Could you give every record again, exactly as it reads?
Content starts
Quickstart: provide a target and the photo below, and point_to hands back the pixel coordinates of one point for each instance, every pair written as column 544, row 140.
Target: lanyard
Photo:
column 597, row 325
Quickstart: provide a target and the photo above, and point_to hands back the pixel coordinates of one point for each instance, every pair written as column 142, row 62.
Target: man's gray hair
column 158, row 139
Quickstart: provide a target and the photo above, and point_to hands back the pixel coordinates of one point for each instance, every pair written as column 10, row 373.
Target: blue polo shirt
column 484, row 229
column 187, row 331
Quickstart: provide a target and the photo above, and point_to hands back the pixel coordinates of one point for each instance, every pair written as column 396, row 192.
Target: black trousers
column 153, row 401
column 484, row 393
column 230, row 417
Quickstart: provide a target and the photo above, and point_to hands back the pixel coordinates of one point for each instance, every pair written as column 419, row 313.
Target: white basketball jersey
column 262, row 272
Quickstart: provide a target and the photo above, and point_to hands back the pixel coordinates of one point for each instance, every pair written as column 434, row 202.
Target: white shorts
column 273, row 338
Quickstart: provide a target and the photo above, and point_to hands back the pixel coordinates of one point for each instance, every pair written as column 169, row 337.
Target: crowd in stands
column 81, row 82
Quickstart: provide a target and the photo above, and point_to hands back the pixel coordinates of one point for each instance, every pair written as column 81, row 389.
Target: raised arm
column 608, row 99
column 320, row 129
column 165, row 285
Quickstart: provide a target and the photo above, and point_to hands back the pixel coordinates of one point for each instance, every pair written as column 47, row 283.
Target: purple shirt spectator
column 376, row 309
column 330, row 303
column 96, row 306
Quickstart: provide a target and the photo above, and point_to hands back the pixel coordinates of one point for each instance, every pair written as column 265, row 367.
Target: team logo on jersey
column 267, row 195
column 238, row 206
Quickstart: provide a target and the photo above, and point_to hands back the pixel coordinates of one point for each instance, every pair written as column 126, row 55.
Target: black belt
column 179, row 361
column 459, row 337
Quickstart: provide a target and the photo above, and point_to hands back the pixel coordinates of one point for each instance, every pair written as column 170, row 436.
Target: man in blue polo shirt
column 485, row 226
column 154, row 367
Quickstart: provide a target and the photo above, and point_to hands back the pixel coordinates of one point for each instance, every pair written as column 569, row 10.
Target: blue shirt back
Content ends
## [ANSWER SPACE]
Quickstart: provide a target and the photo below, and point_to hands back the pixel coordinates of one point for each instance, every pair written as column 544, row 140.
Target: lanyard
Photo:
column 597, row 325
Quickstart: provide a target and the photo above, and point_to hands back the pixel coordinates of one point for each instance, every pair written as column 142, row 62.
Target: man's gray hair
column 158, row 139
Quickstart: provide a target and the photo above, and point_to hands back the pixel coordinates of one point for each instance, every pair written as column 10, row 373.
Target: blue polo shirt
column 484, row 229
column 187, row 331
Quickstart: provide a target and the photo above, and point_to hands back the pixel coordinates of one point for each instance, every pair written as column 396, row 192.
Target: black trousers
column 153, row 401
column 484, row 393
column 230, row 417
Quickstart: provide a target and the photo above, and point_to hands back the pixel coordinates of one point for each instance, every pair written as column 419, row 313.
Target: white basketball jersey
column 262, row 272
Quickstart: provide a target and the photo above, and point_to hands back the pixel coordinates of one point for each instance, every pair written as column 434, row 202.
Target: white shorts
column 273, row 338
Quickstart: provide a target and the photo above, and point_to hands back the pixel coordinates of one point for each instance, every pair written as column 169, row 337.
Target: crowd in stands
column 81, row 82
Quickstart: provide a target and the photo above, and point_to hands back the pixel coordinates of one point for each instance, every pair written as column 81, row 389.
Target: raised arm
column 608, row 99
column 320, row 129
column 165, row 285
Quickstart: provide a target and the photo above, and point_to hands back the pixel coordinates of one point for each instance, every pair written as column 47, row 283.
Target: purple shirt spectator
column 376, row 309
column 330, row 303
column 96, row 306
Quickstart: provide a target and the photo above, and point_to hands back the pixel coordinates of one point for each instance, every pair written as column 265, row 367.
Target: team logo on jersey
column 267, row 195
column 238, row 206
Quickstart: provide a target and the photo above, and point_to hands back the pixel coordinates of one point for each instance, every pair written as column 126, row 55.
Target: black belt
column 179, row 361
column 459, row 337
Quickstart: provide a target and the photo above, and point_to hands back the pixel coordinates of one point for each instance, every pair written as column 170, row 436.
Target: man in blue polo shirt
column 485, row 226
column 154, row 367
Quickstart: provide a target and the photo above, and point_to hands back the pixel coordinates of one point for each instance, every pair written as column 569, row 10.
Target: blue shirt back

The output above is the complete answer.